- Problem to solve
Retype the data below without altering anything.
-- BEGIN Listed records --
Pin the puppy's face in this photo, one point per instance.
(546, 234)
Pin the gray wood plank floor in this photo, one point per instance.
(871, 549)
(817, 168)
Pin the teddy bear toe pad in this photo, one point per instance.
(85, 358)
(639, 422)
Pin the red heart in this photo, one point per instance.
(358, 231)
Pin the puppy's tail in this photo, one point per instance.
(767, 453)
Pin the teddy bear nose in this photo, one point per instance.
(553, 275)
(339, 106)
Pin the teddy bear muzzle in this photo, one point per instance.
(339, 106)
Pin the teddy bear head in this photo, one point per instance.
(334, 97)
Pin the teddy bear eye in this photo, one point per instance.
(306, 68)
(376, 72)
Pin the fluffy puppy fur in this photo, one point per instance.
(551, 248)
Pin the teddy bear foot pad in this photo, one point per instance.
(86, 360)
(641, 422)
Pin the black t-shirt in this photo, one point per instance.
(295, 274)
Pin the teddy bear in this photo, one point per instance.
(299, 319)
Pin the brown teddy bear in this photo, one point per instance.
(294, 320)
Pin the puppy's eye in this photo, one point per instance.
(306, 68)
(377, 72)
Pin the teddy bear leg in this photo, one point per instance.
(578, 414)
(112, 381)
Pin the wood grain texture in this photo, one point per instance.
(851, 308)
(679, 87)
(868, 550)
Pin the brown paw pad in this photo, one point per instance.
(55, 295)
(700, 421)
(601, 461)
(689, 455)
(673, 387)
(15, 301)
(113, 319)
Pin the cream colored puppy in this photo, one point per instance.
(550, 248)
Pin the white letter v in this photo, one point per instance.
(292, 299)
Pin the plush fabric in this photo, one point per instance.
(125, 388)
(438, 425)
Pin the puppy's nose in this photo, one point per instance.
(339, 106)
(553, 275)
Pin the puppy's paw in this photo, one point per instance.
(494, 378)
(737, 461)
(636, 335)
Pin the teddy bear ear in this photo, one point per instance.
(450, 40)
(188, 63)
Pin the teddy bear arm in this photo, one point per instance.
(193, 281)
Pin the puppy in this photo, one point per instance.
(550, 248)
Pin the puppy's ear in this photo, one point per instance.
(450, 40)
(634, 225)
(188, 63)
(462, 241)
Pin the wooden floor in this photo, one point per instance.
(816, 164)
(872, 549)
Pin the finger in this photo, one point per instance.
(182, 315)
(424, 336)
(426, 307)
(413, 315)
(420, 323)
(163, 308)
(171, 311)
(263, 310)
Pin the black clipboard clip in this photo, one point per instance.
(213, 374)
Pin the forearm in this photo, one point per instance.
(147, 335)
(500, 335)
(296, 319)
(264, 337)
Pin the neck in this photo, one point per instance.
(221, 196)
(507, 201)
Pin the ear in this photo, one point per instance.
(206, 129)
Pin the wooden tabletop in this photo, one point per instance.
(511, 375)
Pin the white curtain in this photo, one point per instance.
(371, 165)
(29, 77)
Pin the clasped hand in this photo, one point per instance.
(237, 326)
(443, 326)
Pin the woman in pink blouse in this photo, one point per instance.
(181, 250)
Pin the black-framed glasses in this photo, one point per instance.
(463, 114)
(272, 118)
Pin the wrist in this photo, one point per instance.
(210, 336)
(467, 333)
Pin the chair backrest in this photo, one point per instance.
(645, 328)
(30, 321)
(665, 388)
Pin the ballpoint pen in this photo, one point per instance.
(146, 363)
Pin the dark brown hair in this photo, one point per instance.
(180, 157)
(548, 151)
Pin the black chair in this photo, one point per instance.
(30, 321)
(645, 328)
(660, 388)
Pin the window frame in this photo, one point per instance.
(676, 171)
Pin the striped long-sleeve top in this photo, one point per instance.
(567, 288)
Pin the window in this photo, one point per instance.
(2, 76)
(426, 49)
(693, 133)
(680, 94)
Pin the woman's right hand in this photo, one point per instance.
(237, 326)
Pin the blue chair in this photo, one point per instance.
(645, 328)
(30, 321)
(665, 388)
-- END Listed records --
- Result of this exercise
Pin the puppy's face in this photo, one point per instance.
(546, 234)
Pin the gray wood plank floor in this photo, one point per instance.
(871, 549)
(817, 168)
Pin the teddy bear toe pad in this photo, one point per instance.
(85, 358)
(639, 422)
Pin the red heart in this photo, one point per instance.
(358, 231)
Pin the puppy's tail in this photo, one point per instance.
(767, 453)
Pin the teddy bear nose in this photo, one point per instance.
(553, 275)
(339, 106)
Pin the teddy bear muzzle in this photo, one point per instance.
(339, 106)
Pin the teddy bear head in this photo, one point per instance.
(334, 97)
Pin the teddy bear eye in this photo, one point per instance.
(306, 68)
(376, 72)
Pin the fluffy puppy fur in this photo, one point per instance.
(551, 248)
Pin the teddy bear foot pad in this photo, one point per instance.
(86, 360)
(641, 422)
Pin the black t-shirt in this photo, one point per instance.
(295, 274)
Pin the teddy bear in this photo, one point per instance.
(299, 319)
Pin the brown teddy bear in this photo, one point per instance.
(294, 320)
Pin the puppy's eye in this photo, one point per instance.
(306, 68)
(377, 72)
Pin the teddy bear leg in this photo, one point per instance.
(578, 414)
(112, 381)
Pin the wood grain texture in this photo, one point per instance.
(851, 308)
(679, 87)
(868, 550)
Pin the brown paw pad in this photo, one point per instance.
(55, 295)
(700, 421)
(601, 461)
(689, 455)
(673, 387)
(15, 301)
(113, 319)
Pin the cream colored puppy in this photo, one point per instance.
(550, 248)
Pin the white letter v in this photo, one point per instance.
(292, 299)
Pin the plush fabric in this photo, one point per instance.
(125, 388)
(438, 425)
Pin the puppy's nose in this photo, one point per instance.
(339, 106)
(553, 275)
Pin the puppy's paw in this photo, one point per instance.
(494, 378)
(737, 461)
(636, 335)
Pin the teddy bear ear in this photo, one point per instance.
(450, 40)
(188, 63)
Pin the teddy bear arm in this photo, one point per instance.
(193, 281)
Pin the puppy in this photo, one point per instance.
(550, 248)
Pin the puppy's ear in this photo, one point per instance.
(450, 40)
(634, 225)
(188, 63)
(462, 241)
Pin the wooden floor in this photo, one point per instance.
(816, 164)
(872, 549)
Pin the finger in this photo, one point per instance.
(182, 315)
(424, 336)
(426, 307)
(413, 315)
(420, 323)
(163, 308)
(171, 311)
(263, 310)
Pin the black clipboard clip in this photo, one point per instance.
(213, 374)
Pin the forearm in this photo, one point per instance.
(147, 335)
(500, 335)
(296, 319)
(264, 337)
Pin the neck in this photo, one point per instance.
(221, 196)
(507, 201)
Pin the ear in this photo, one point per instance.
(206, 129)
Pin the wooden tabletop in this photo, one point per instance.
(511, 375)
Pin the white curtain in this photo, one point per instance.
(371, 165)
(29, 77)
Pin the clasped hand in this photo, one point per instance.
(237, 326)
(443, 326)
Pin the woman in pink blouse in this photo, one point per instance.
(181, 250)
Pin the black-framed glasses in this photo, one point per instance.
(463, 114)
(272, 118)
Pin the wrist in this photo, one point per instance.
(210, 336)
(467, 333)
Pin the chair backrest in this photo, one point per instance.
(645, 328)
(30, 321)
(665, 388)
Pin the ballpoint pen in this photo, one point per instance.
(146, 363)
Pin the dark brown hair in this photo, one point per instance.
(180, 157)
(548, 151)
Pin the black chair in this photo, one point per instance.
(30, 321)
(645, 328)
(660, 388)
Pin the window frame in this photo, one point per instance.
(676, 171)
Pin the striped long-sleeve top in this photo, one point per instance.
(567, 288)
Pin the window in this photo, one point per instance.
(2, 76)
(426, 49)
(693, 133)
(680, 94)
Pin the woman's right hand in this photo, one point per instance.
(237, 326)
Pin the blue chair in this photo, one point per instance.
(645, 328)
(30, 321)
(665, 388)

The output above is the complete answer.